___ Ausgewählter Auszug ___
Krieg in der DR Kongo: Ein unerwarteter Friedensschluss und bleibende Zweifel

Kampala taz | Fast ungläubig blickt die Nachrichtensprecherin immer wieder auf die Erklärung, die sie in den Abendnachrichten im kongolesischen Staatsfernsehen (RTNC) vorliest. Von einem Waffenstillstand ist darin die Rede und dass sich beide Kriegsparteien in einem „Geist des gegenseitigen Verständnisses“ sich „gegenseitig versichern“, dass sie ihr „Engagement respektieren“ und einen „konstruktiven Dialog eingehen“, um den „Konflikt zu beenden“. Was noch vor wenigen Tagen als unmöglich betrachtet wurde, ist nun doch geschehen. Die Kriegsparteien in der Demokratischen Republik Kongo haben am Mittwoch im entfernten Golfstaat Katar eine gemeinsame Erklärung unterzeichnet, die den Weg zum Friede öffnen soll.
___
• **Auftrag A**: In welchem Land unterzeichneten die Kriegsparteien laut dem Bericht über den Krieg in der DR Kongo ihre gemeinsame Erklärung?
• **Auftrag B**: Schreibe den Bericht über den Friedensschluss in der DR Kongo im Anschluss an seinen letzten Satz weiter.
___ Gespeicherte Daten ___
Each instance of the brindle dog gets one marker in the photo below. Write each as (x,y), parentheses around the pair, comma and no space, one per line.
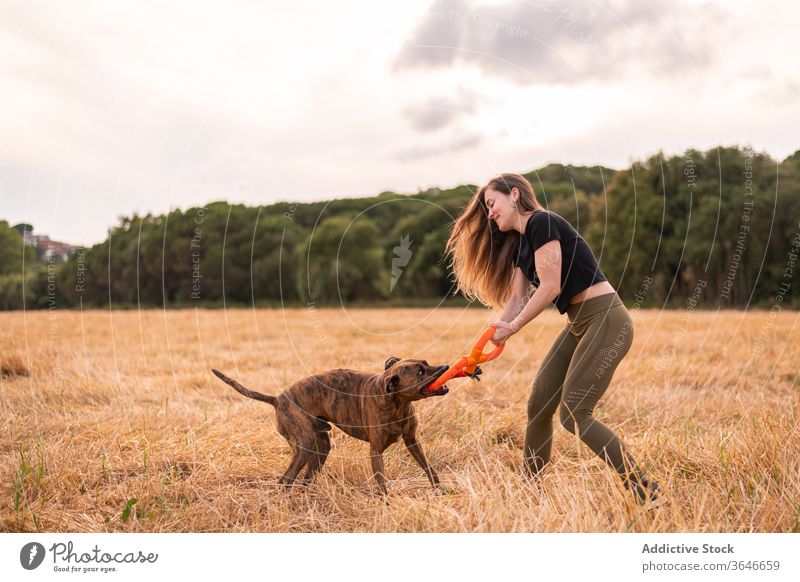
(376,408)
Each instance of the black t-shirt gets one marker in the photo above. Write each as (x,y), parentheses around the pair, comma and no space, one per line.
(579,268)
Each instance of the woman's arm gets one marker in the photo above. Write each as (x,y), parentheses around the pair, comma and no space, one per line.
(519,296)
(548,268)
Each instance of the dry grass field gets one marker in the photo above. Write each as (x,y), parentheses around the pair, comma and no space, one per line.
(102,408)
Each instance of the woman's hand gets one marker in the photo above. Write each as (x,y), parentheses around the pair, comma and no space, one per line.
(504,331)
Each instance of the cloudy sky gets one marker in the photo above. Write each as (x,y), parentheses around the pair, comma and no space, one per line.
(107,108)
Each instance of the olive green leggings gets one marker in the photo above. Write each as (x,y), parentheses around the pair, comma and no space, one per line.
(574,375)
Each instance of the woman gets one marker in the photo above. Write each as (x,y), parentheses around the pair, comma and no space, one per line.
(503,242)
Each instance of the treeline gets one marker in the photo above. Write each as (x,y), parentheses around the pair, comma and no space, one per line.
(717,228)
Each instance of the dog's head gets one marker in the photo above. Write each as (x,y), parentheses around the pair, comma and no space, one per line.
(409,379)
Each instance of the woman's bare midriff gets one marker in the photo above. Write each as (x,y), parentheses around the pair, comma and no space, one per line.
(601,288)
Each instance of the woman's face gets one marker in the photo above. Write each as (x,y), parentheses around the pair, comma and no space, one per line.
(500,208)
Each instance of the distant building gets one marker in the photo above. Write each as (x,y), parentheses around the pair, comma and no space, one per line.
(48,248)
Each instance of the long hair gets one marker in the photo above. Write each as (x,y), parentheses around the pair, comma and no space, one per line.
(482,256)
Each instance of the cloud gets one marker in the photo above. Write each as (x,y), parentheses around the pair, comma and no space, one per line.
(439,112)
(454,143)
(564,42)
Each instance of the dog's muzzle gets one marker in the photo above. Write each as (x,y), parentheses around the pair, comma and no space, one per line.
(441,391)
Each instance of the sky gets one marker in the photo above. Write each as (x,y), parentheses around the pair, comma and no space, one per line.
(111,108)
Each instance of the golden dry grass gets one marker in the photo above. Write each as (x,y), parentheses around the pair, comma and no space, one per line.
(121,405)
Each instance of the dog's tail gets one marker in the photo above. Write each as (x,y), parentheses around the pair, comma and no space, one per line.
(244,391)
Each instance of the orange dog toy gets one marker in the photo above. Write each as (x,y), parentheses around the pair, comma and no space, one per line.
(468,365)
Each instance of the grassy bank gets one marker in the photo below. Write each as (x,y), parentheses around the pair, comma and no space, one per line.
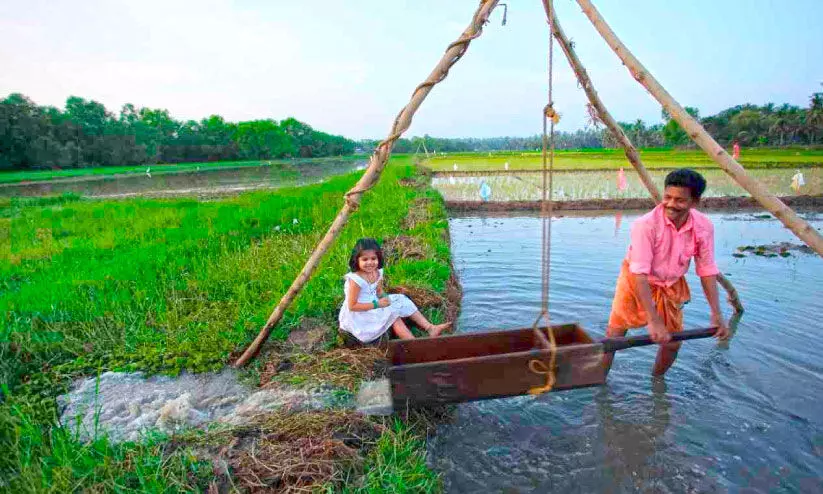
___
• **Antwort A**: Im Golfstaat Katar.

• **Antwort B**:
Fast gleichzeitig veröffentlichten sowohl Kongos Regierung als auch die Rebellen der M23 (Bewegung des 23. März) die Erklärung über ihre jeweiligen Kanäle. Beide Seiten betonen, dass die Gespräche in Katars Hauptstadt Doha „offen und konstruktiv“ vonstattengegangen seien. Als „historisch“ bezeichnet die M23 diesen Schritt auf der Onlineplattform X.

Vertreter des für seine Vermittlerrolle in verschiedenen Konflikten bekannten Golfstaates hatten sich vor einem Monat überraschend als Unterhändler angeboten. Zuvor waren Friedensverhandlungen auf verschiedenen Ebenen im Sande verlaufen. Zur Unterzeichnung eines Friedensabkommens Ende November 2024 in Angola war Ruandas Präsident Paul Kagame erst gar nicht aufgetaucht.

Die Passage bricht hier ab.